Point labeling records:
————————
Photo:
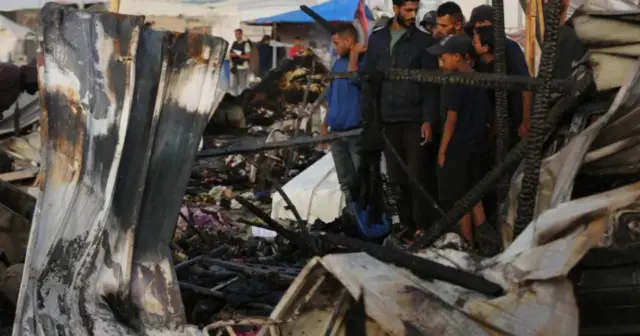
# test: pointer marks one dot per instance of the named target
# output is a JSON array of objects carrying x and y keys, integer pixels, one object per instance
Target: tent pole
[
  {"x": 274, "y": 50},
  {"x": 114, "y": 6}
]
————————
Recast every line of the records above as a numbered list, one line per item, skipping blank lines. Leave the pictures out of the list.

1. Photo:
2. # test: pointer marks one dot per instance of the named target
3. # output is a JSON array of objects carrying x and y keys, integer pixels, one object per instance
4. Target: tent pole
5. [
6.   {"x": 274, "y": 50},
7.   {"x": 114, "y": 6}
8. ]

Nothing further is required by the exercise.